» **WHAT IS NEEDED**: Pick out every line in the items below that contains the word "woman" and copy each of those lines.
+===+
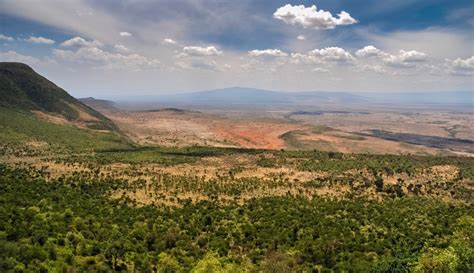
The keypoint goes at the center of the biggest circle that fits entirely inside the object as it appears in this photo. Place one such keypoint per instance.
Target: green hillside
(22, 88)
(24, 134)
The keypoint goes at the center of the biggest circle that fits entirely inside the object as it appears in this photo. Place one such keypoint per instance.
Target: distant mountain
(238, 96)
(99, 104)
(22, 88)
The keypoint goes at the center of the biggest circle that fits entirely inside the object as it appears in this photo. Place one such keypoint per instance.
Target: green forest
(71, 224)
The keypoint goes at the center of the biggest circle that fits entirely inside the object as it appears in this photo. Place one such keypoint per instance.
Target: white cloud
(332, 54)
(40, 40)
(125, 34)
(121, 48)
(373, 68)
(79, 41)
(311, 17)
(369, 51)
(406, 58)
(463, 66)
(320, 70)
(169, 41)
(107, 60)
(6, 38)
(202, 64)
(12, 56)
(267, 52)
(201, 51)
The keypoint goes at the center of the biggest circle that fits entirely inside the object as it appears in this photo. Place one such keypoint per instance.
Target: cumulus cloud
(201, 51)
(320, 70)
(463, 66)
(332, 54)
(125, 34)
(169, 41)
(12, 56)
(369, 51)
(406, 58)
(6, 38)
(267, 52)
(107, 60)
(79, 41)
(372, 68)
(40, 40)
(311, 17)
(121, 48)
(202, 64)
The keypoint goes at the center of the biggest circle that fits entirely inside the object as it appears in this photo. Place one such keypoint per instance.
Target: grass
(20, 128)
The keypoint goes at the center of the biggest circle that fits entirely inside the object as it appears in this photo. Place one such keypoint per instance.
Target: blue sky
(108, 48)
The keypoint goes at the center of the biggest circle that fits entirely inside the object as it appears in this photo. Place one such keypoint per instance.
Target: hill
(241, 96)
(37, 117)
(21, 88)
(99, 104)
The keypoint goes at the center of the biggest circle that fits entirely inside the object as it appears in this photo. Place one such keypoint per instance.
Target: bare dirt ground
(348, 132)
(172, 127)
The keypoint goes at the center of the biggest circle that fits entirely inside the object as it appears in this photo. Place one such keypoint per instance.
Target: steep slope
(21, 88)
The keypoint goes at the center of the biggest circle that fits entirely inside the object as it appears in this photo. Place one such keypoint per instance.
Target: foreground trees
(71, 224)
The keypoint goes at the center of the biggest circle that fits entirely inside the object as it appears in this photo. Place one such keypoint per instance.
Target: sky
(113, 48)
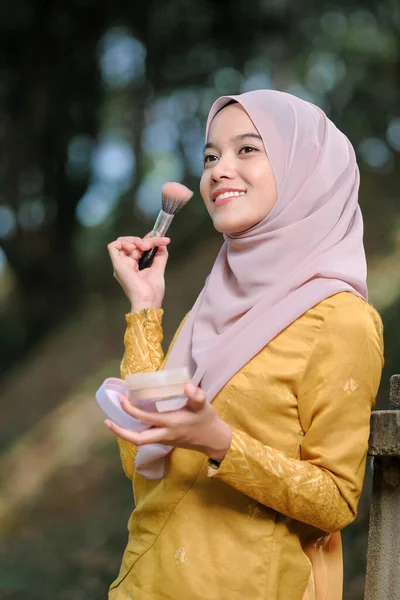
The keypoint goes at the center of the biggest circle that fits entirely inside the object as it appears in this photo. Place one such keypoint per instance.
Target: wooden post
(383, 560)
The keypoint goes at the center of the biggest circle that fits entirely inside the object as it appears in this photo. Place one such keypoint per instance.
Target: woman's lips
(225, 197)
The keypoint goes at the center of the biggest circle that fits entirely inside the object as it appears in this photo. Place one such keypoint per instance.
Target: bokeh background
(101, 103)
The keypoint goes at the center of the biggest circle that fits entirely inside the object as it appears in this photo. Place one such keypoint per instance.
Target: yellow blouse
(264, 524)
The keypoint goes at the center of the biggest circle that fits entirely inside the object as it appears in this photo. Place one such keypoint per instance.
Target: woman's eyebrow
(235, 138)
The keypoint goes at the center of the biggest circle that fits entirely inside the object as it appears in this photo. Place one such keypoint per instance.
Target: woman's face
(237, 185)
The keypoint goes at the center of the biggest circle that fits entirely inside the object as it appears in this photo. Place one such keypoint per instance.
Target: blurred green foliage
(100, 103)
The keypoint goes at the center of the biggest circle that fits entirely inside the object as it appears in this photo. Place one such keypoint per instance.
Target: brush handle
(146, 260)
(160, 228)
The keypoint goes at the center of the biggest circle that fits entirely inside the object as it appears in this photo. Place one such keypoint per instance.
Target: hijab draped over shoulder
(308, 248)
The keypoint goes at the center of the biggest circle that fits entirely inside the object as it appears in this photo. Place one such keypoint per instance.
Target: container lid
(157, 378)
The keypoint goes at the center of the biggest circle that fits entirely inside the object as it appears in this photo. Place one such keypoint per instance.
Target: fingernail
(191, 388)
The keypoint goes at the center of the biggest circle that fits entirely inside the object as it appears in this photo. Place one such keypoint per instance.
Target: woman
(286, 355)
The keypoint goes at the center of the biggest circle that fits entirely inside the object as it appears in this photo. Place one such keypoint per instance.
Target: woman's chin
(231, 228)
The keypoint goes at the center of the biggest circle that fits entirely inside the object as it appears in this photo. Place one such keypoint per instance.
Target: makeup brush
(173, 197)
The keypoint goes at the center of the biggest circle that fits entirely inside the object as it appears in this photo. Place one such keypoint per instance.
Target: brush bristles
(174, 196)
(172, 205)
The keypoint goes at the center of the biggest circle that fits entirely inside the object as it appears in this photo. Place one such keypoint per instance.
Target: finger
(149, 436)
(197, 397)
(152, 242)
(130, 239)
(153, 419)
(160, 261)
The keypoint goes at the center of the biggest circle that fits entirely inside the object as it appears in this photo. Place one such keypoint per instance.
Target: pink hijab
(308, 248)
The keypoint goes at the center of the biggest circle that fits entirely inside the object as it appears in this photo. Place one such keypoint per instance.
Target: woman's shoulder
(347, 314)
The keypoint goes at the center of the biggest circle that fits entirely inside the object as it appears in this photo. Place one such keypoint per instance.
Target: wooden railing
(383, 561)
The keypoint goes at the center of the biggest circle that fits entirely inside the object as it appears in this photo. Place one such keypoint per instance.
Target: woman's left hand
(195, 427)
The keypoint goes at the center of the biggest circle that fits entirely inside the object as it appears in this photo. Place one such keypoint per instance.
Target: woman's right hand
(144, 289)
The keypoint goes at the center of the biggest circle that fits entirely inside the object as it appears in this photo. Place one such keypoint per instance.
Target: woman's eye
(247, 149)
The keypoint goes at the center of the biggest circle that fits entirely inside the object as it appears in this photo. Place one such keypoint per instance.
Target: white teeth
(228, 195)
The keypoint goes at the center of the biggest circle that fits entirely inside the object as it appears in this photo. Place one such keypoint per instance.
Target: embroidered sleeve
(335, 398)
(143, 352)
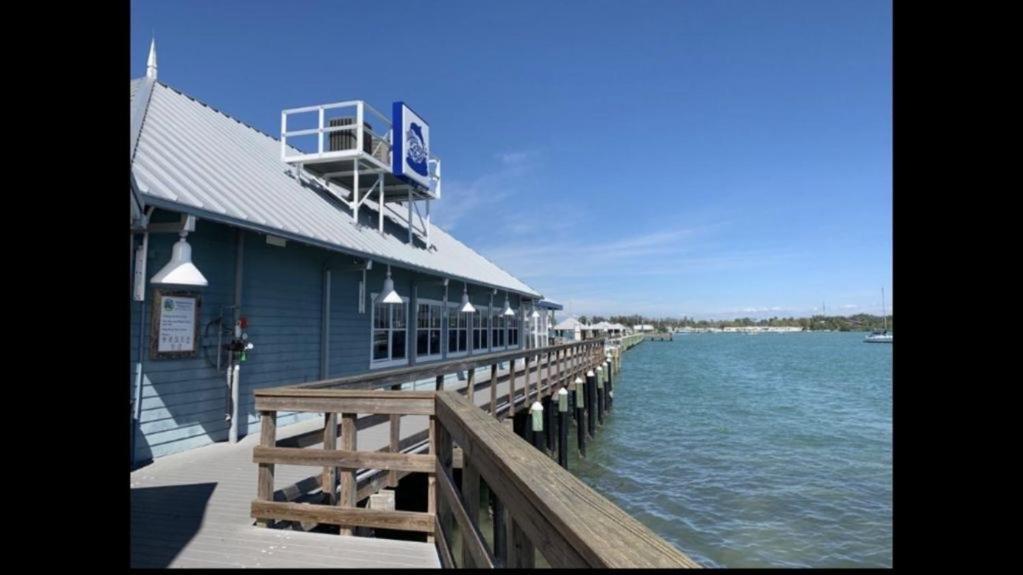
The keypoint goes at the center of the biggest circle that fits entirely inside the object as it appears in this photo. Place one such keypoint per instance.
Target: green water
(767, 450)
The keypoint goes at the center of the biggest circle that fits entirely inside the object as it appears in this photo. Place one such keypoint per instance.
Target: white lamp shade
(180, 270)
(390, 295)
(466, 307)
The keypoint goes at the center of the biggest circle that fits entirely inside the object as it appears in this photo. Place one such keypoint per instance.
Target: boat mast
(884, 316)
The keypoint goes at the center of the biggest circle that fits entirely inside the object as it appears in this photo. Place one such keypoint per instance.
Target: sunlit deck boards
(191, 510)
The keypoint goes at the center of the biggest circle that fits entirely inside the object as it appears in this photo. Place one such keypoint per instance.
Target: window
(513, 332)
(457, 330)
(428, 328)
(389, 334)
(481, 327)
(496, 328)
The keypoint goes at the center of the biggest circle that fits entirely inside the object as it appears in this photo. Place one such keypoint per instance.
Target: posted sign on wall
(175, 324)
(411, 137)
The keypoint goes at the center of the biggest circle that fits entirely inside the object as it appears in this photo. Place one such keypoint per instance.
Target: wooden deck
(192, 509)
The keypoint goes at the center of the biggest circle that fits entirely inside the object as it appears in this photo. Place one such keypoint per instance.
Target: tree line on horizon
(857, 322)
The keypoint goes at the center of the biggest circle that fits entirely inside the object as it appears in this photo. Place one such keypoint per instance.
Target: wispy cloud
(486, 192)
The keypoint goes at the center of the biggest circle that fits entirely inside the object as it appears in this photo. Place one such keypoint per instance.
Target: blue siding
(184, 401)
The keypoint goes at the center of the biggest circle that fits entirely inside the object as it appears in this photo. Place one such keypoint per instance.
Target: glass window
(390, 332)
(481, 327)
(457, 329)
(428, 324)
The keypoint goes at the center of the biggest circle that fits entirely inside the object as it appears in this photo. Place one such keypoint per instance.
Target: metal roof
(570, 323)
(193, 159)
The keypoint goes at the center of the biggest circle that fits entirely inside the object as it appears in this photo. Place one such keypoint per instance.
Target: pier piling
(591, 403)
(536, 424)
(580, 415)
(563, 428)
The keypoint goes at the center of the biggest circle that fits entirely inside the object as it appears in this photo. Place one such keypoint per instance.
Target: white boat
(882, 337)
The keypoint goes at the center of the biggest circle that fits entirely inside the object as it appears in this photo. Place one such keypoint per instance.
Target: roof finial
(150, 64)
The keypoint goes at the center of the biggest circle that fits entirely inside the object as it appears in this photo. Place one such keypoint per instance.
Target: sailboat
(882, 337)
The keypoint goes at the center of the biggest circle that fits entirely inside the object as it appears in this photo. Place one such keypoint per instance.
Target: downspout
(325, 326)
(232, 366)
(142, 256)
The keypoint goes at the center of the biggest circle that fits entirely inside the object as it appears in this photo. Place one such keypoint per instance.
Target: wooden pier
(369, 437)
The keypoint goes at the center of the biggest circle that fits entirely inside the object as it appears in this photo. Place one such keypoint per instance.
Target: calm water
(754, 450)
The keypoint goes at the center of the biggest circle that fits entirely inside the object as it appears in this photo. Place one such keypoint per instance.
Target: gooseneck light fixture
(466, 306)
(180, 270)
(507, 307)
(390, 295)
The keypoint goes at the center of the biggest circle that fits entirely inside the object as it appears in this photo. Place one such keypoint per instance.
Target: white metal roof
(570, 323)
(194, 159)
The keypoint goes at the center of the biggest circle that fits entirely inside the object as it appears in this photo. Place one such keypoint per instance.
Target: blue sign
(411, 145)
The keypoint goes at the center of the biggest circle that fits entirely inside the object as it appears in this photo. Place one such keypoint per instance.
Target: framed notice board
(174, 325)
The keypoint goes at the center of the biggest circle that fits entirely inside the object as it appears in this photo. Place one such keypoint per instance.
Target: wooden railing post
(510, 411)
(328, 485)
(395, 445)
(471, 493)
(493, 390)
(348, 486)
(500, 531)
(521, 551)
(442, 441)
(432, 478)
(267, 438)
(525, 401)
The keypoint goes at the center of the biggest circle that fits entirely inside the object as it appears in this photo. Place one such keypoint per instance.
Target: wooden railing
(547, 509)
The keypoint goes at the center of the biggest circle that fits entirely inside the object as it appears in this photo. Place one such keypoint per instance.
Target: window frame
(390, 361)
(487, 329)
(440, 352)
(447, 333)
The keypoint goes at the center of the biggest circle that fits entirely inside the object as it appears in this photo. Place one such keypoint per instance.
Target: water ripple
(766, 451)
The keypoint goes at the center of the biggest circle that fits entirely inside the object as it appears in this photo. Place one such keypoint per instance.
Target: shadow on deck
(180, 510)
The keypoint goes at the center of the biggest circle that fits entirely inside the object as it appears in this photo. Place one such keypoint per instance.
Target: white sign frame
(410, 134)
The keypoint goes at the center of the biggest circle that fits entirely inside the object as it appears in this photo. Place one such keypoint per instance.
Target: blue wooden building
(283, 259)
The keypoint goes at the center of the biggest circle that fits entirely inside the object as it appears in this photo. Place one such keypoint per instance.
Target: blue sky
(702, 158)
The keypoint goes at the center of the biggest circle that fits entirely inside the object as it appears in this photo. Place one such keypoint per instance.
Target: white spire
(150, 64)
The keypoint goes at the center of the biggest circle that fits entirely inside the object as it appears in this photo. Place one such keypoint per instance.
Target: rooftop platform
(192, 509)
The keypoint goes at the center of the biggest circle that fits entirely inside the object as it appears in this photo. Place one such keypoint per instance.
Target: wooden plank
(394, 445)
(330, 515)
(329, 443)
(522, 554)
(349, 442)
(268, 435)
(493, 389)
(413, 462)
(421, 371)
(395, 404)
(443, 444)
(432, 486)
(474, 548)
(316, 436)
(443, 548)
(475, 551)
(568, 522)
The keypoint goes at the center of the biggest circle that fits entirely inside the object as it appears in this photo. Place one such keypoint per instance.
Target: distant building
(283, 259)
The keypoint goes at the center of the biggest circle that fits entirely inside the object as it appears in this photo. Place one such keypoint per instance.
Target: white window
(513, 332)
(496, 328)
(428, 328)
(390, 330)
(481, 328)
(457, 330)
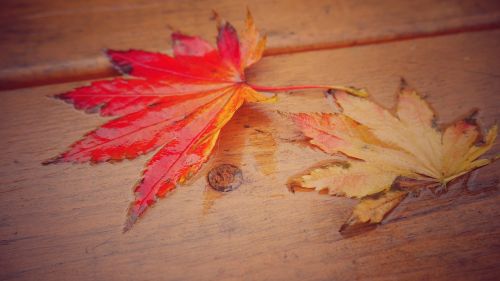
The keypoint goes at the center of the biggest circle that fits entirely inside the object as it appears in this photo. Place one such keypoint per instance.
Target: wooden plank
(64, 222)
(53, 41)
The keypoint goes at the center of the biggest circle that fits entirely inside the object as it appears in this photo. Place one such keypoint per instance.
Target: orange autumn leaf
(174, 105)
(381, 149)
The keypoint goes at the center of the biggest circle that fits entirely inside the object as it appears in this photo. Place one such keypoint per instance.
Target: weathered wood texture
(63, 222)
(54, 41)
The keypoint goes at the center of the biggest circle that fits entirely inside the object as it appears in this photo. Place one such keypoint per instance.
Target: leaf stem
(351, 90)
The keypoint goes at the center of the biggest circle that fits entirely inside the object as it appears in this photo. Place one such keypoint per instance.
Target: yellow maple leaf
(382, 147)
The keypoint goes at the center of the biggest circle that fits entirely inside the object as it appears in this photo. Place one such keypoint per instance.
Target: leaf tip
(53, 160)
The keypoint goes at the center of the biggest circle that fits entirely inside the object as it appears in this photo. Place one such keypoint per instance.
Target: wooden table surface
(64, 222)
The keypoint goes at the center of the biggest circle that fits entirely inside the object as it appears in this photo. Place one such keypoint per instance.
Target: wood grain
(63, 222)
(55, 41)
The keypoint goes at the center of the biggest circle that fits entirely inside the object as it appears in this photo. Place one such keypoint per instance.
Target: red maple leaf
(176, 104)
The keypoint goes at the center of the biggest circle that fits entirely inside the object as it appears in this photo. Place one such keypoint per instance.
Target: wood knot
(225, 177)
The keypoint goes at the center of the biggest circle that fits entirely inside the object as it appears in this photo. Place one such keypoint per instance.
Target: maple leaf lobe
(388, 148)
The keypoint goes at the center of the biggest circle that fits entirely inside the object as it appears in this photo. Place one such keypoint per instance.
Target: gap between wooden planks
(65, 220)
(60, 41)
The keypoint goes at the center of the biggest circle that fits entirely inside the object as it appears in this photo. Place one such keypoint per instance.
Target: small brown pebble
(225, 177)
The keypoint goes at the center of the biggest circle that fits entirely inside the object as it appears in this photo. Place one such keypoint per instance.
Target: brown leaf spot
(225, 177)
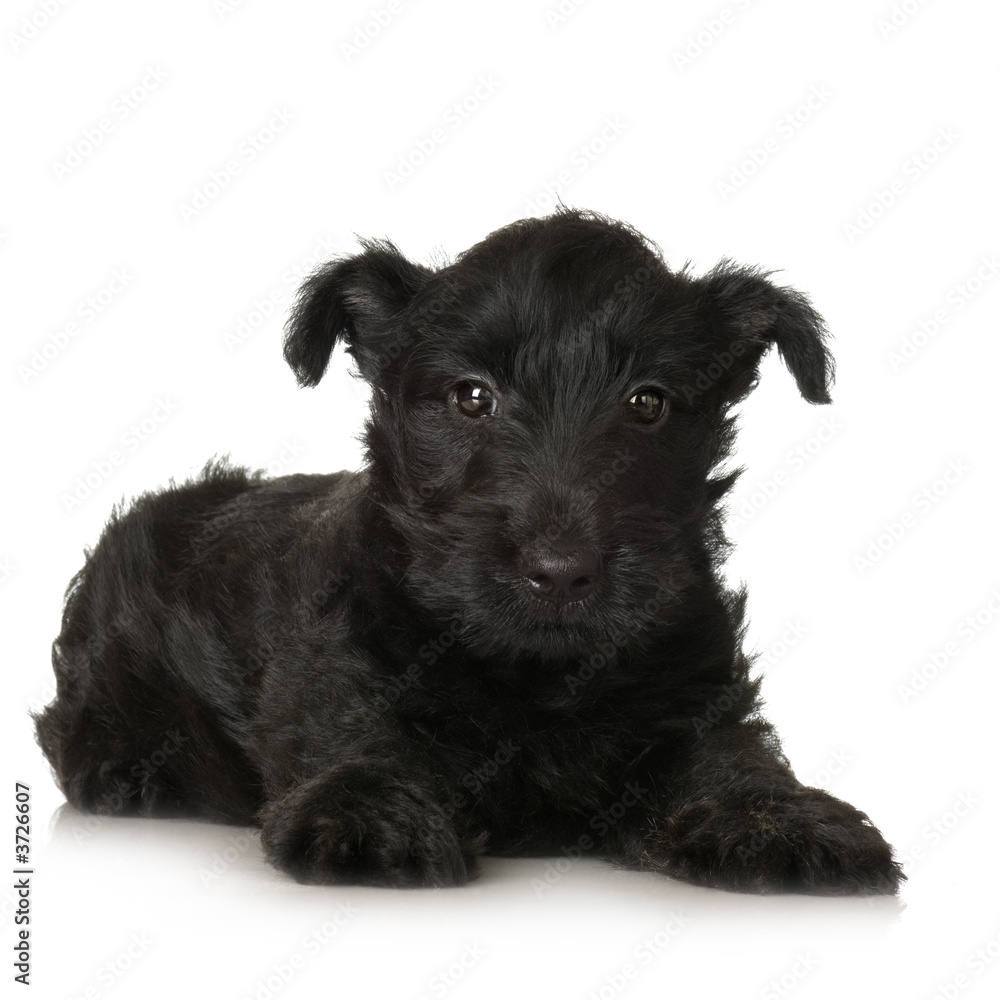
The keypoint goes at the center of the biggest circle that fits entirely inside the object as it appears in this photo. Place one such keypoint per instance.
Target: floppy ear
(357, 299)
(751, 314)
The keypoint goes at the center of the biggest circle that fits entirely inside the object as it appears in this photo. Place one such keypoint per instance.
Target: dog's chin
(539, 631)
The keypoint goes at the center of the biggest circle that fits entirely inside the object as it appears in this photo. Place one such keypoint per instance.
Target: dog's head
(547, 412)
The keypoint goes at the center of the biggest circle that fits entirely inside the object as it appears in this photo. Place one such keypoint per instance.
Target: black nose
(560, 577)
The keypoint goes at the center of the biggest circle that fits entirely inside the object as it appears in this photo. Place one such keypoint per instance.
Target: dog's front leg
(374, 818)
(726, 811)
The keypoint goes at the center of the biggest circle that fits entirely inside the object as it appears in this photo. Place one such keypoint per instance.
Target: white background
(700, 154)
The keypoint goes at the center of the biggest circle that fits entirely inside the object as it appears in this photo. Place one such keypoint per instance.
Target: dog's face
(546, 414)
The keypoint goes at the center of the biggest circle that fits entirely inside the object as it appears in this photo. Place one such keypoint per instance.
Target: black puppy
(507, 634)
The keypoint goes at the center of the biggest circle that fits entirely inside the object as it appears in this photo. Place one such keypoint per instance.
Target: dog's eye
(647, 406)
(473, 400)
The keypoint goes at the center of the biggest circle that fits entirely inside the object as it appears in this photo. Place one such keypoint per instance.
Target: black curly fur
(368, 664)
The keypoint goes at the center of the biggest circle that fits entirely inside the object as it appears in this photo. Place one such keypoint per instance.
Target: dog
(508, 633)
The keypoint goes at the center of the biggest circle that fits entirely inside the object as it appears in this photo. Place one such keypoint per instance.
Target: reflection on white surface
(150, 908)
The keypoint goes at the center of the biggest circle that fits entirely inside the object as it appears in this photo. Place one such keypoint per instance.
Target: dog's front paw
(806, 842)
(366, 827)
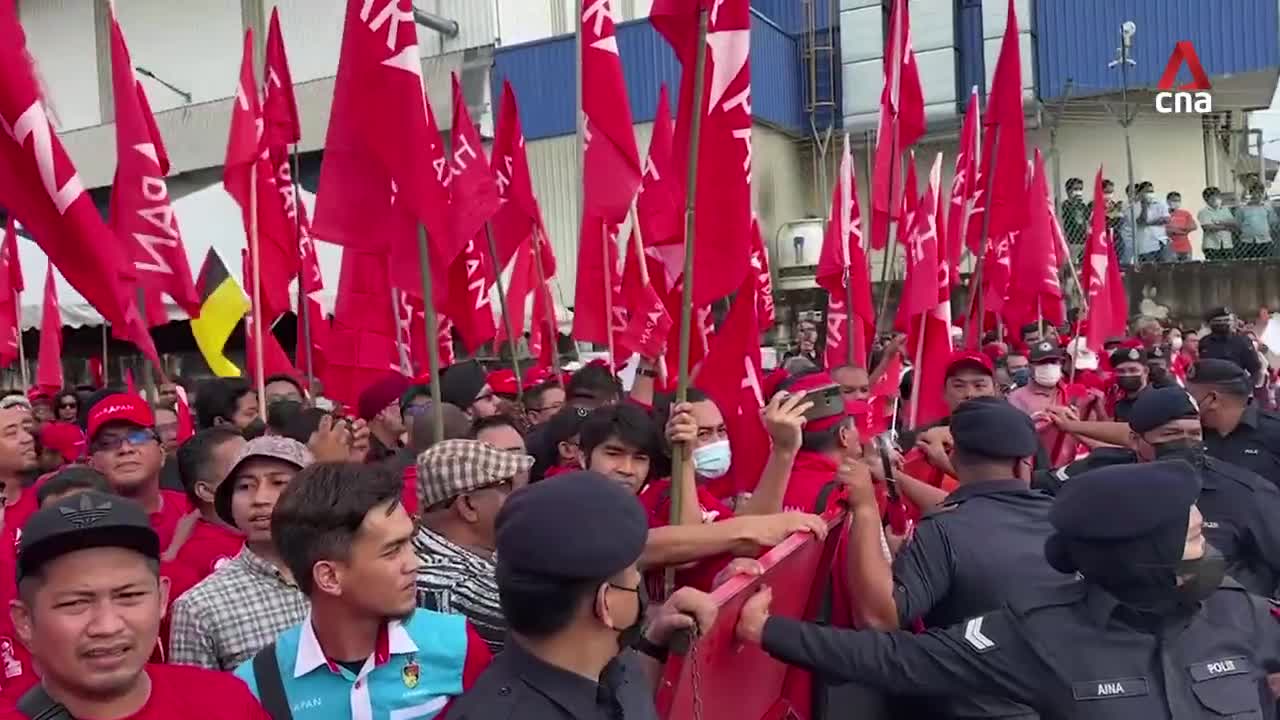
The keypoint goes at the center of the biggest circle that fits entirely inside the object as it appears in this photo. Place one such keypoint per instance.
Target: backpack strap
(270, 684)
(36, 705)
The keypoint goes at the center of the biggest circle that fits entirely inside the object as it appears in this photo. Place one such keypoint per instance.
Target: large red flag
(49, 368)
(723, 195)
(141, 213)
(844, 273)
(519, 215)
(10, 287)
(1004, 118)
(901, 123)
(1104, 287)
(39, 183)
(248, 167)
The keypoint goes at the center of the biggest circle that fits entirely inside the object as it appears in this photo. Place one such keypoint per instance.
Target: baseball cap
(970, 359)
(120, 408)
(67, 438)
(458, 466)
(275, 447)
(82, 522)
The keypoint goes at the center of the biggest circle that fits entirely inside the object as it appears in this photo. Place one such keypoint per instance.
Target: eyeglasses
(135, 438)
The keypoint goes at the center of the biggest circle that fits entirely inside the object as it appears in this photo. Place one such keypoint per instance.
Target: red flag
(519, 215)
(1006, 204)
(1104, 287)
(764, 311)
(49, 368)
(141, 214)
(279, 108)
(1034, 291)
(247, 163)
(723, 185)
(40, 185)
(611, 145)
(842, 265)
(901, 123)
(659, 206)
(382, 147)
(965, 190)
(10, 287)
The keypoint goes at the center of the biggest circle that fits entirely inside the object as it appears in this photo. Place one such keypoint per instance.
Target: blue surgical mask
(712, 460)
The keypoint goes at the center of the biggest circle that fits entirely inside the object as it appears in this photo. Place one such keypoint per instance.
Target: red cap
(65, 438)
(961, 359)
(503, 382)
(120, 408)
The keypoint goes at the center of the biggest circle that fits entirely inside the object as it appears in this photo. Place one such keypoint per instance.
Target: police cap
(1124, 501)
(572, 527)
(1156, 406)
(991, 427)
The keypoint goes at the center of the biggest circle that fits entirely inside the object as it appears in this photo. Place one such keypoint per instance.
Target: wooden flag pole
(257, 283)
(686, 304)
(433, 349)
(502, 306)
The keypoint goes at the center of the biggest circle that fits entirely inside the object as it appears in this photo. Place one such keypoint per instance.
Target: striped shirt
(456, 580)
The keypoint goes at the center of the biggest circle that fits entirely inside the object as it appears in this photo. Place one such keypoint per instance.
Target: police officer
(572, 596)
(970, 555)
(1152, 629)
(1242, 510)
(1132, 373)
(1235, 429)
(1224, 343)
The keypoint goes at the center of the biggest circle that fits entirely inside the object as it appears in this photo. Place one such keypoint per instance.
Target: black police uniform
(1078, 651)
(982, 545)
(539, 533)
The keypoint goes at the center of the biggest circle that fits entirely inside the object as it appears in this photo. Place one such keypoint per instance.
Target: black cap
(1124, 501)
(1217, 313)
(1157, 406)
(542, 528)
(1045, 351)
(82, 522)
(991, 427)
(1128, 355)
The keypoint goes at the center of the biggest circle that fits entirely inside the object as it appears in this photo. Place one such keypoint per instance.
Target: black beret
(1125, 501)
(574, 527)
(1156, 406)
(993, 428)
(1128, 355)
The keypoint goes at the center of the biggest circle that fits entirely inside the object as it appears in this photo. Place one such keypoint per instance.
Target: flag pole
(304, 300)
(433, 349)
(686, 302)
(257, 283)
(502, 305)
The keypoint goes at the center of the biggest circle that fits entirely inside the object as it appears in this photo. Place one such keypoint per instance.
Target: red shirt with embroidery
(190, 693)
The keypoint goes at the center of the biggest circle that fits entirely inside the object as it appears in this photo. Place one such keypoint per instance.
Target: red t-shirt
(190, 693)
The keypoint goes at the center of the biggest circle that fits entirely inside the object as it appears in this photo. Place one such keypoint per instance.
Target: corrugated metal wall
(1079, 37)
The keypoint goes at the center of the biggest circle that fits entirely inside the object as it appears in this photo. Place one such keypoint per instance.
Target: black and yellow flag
+===+
» **FINISHED EXERCISE**:
Target: woman's lips
Target: woman's eyebrow
Target: woman's face
Target: woman
Target: woman's chin
Target: woman's shoulder
Target: woman's left hand
Target: woman's right hand
Target: woman's eye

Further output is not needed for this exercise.